_Task to complete_:
Please rewrite the listing below as a numbered list, omitting any blank lines.
(Records for the exercise Opens)
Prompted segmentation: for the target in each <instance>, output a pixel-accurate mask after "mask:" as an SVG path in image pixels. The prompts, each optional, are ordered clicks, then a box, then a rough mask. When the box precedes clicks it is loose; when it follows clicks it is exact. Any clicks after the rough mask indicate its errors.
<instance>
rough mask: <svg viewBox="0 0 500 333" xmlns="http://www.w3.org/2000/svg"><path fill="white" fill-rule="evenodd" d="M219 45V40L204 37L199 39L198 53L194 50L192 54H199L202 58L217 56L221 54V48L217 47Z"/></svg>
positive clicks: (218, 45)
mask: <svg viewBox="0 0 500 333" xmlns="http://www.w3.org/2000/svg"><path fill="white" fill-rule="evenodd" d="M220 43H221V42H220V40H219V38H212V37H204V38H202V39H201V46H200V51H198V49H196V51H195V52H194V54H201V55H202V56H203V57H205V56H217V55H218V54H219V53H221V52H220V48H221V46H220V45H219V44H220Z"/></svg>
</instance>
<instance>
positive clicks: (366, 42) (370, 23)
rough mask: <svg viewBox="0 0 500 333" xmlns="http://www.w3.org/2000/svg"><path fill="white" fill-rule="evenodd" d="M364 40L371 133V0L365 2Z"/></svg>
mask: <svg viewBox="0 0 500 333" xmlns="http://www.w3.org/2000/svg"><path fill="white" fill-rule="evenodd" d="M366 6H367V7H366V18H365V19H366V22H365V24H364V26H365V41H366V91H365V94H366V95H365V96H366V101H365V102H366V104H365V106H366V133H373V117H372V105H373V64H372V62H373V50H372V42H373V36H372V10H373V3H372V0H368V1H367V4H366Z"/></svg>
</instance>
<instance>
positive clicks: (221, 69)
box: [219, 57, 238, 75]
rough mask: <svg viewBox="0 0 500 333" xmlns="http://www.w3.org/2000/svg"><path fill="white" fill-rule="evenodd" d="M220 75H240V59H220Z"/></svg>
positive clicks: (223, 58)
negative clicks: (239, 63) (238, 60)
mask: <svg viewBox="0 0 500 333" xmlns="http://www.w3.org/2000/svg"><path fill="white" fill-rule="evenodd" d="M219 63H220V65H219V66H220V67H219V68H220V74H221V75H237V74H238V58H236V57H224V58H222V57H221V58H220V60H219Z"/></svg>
(Records for the exercise Closes)
_Finished task_:
1. Prompted segmentation: for the target in each <instance>, output a pixel-accurate mask after "mask:" as an SVG path in image pixels. The prompts, each optional, are ordered clicks, then a box, then a rough mask. When the box precedes clicks it is loose; when it follows clicks it is exact. Any clicks after the rough mask indicate its errors.
2. <instance>
3. rough mask: <svg viewBox="0 0 500 333" xmlns="http://www.w3.org/2000/svg"><path fill="white" fill-rule="evenodd" d="M219 45V40L204 37L199 39L198 53L194 50L192 54H199L202 58L217 56L221 54V48L217 47Z"/></svg>
4. positive clicks: (218, 45)
5. mask: <svg viewBox="0 0 500 333" xmlns="http://www.w3.org/2000/svg"><path fill="white" fill-rule="evenodd" d="M220 43H221V42H220V40H219V38H212V37H204V38H202V39H201V46H200V51H198V49H196V51H195V52H194V54H201V55H202V56H203V57H205V56H217V55H218V54H219V53H221V52H220V48H221V46H220V45H219V44H220Z"/></svg>
6. </instance>
7. <instance>
8. positive clicks: (366, 42) (370, 23)
9. rough mask: <svg viewBox="0 0 500 333" xmlns="http://www.w3.org/2000/svg"><path fill="white" fill-rule="evenodd" d="M364 40L371 133V0L365 2Z"/></svg>
10. mask: <svg viewBox="0 0 500 333" xmlns="http://www.w3.org/2000/svg"><path fill="white" fill-rule="evenodd" d="M366 6H367V7H366V18H365V19H366V22H365V24H364V26H365V41H366V91H365V94H366V95H365V96H366V101H365V102H366V104H365V106H366V133H373V117H372V105H373V64H372V62H373V50H372V42H373V36H372V10H373V3H372V0H368V1H367V4H366Z"/></svg>
11. </instance>
12. <instance>
13. positive clicks: (221, 69)
14. box: [219, 57, 238, 75]
15. rough mask: <svg viewBox="0 0 500 333" xmlns="http://www.w3.org/2000/svg"><path fill="white" fill-rule="evenodd" d="M220 75H240V59H220Z"/></svg>
16. positive clicks: (223, 58)
17. negative clicks: (239, 63) (238, 60)
18. mask: <svg viewBox="0 0 500 333" xmlns="http://www.w3.org/2000/svg"><path fill="white" fill-rule="evenodd" d="M219 63H220V65H219V66H220V67H219V68H220V74H221V75H237V74H238V58H236V57H224V58H222V57H221V58H220V60H219Z"/></svg>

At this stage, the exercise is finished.